----- EXCERPTED PASSAGE -----
One day before training, mice were habituated to the optic patch cables for 2 × 5 min. Immediately before training, mice were placed in a clean homecage. Mice in the Allocated (BL⁺) group received BL (473 nm, 30 s, 1 mW, 4 Hz, 15 ms pulse width, to activate ChR2 and excite infected neurons) whereas mice in the Control group received no light stimulation. Contextual fear conditioning took place as above. 24h later, mice were replaced in the conditioned context for a 6-min memory test, the last 3-min of which all mice received continuous red light (RL⁺, 655 nm, 7 mW, to activate eNpHR3.0 and silence infected neurons). The amount of time mice spent freezing was recorded.

scFLARE2 experiment.

To tag neurons active at different times during a contextual threat experiment, we tagged dCA1 neurons with BL illumination (473 nm, 20 Hz, 1 mW). First, we first validated scFLARE2 in this experiment by tagging neurons (applying BL) during the 5-min contextual threat training period (Training). scFLARE2+ neurons active during the BL expressed the red-light (RL) inhibitory opsin NpHR3.0. To probe the necessity of scFLARE2-tagged neurons active during training to subsequent memory recall, we tested mice both in the absence and presence of RL to silence tagged neurons. A Control group did not receive BL during training (BL−) but was tested similarly. Next, we applied BL for 2 x 5-min periods with a 1 min interval between periods in an empty cage 24h, 3h or immediately before mice were threat trained fear as before. 24h later, mice were tested in the conditioning context with optogenetic cables attached. For the first min of memory test, no light was given. During the second minute of the test, RL illumination (660 nm, square pulse, ~7 mW output, 1 min) was used to inhibit NpHR3.0+ tagged neurons. After the memory test, mice were perfused and mCherry expression analyzed in brain slices. mCherry+ neurons in CA1 were quantified and expression was calculated as a percentage of total CA1 neurons as measure by DAPI expression. For each mouse, at least 3 sections were analyzed.

Fiber photometry experiment.
----- MATERIAL PROVIDED -----
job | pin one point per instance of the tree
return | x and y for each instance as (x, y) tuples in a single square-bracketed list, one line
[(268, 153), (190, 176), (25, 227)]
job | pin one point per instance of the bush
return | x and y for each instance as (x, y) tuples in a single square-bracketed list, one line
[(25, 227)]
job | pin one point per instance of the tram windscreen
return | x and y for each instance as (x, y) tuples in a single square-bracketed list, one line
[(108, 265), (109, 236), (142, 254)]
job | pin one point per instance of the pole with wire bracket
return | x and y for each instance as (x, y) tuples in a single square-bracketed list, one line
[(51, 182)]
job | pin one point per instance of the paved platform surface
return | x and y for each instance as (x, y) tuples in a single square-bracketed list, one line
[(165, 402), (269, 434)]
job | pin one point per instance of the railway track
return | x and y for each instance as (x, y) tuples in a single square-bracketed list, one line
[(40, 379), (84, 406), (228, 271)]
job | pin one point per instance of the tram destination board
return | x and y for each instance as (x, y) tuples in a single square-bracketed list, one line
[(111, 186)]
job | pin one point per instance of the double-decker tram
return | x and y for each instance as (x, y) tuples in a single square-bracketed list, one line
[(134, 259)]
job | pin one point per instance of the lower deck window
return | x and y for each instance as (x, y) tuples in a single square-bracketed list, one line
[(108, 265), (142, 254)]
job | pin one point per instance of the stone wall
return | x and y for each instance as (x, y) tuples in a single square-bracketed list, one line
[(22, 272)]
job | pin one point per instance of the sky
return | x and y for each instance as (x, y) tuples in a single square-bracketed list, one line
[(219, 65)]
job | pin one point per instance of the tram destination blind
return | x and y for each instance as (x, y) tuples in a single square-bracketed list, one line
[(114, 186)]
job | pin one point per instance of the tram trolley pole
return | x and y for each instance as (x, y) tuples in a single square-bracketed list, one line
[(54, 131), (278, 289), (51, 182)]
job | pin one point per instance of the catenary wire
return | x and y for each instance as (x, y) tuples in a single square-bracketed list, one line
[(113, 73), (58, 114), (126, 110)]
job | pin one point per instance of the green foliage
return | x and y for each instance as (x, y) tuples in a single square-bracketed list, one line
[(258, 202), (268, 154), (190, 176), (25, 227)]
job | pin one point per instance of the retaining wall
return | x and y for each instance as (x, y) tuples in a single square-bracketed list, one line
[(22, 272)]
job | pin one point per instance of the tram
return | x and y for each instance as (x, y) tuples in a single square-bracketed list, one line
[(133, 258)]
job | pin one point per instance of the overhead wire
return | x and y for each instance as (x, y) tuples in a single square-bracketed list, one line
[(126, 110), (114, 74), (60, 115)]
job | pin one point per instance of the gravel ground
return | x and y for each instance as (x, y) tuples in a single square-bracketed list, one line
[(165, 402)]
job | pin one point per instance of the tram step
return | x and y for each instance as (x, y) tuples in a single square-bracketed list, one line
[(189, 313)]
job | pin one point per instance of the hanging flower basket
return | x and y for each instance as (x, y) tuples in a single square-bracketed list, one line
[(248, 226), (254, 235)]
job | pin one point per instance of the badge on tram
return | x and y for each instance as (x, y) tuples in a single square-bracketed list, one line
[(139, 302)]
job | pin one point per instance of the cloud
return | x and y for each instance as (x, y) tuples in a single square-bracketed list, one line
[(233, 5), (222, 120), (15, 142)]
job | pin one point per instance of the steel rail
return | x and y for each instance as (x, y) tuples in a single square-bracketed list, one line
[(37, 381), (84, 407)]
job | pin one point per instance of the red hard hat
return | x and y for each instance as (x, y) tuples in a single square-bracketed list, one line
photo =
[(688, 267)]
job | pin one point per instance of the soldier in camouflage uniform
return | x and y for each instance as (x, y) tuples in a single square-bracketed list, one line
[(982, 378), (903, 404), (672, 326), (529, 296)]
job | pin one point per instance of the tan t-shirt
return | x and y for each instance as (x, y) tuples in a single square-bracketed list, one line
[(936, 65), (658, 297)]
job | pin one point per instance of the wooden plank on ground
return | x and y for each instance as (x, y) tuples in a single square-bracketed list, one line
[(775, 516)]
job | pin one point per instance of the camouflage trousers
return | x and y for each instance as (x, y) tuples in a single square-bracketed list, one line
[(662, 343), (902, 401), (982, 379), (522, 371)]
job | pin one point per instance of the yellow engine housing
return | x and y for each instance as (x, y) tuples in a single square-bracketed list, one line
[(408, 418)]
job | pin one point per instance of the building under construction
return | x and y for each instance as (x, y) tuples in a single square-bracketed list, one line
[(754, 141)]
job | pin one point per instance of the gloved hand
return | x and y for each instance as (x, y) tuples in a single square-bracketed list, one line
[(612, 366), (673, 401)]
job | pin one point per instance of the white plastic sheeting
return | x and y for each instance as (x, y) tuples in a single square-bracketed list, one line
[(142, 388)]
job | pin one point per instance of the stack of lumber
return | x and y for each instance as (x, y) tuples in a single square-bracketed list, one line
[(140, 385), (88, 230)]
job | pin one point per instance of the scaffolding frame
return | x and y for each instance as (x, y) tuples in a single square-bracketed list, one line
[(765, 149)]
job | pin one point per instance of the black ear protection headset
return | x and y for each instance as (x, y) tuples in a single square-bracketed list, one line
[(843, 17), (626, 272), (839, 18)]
-----
**BRIEF**
Reproduce the passage on the mouse experiments, from "One day before" to "freezing was recorded.", both ends included. The items have nothing to do with what follows.

**RESPONSE TO THIS EXERCISE**
One day before training, mice were habituated to the optic patch cables for 2 × 5 min. Immediately before training, mice were placed in a clean homecage. Mice in the Allocated (BL⁺) group received BL (473 nm, 30 s, 1 mW, 4 Hz, 15 ms pulse width, to activate ChR2 and excite infected neurons) whereas mice in the Control group received no light stimulation. Contextual fear conditioning took place as above. 24h later, mice were replaced in the conditioned context for a 6-min memory test, the last 3-min of which all mice received continuous red light (RL⁺, 655 nm, 7 mW, to activate eNpHR3.0 and silence infected neurons). The amount of time mice spent freezing was recorded.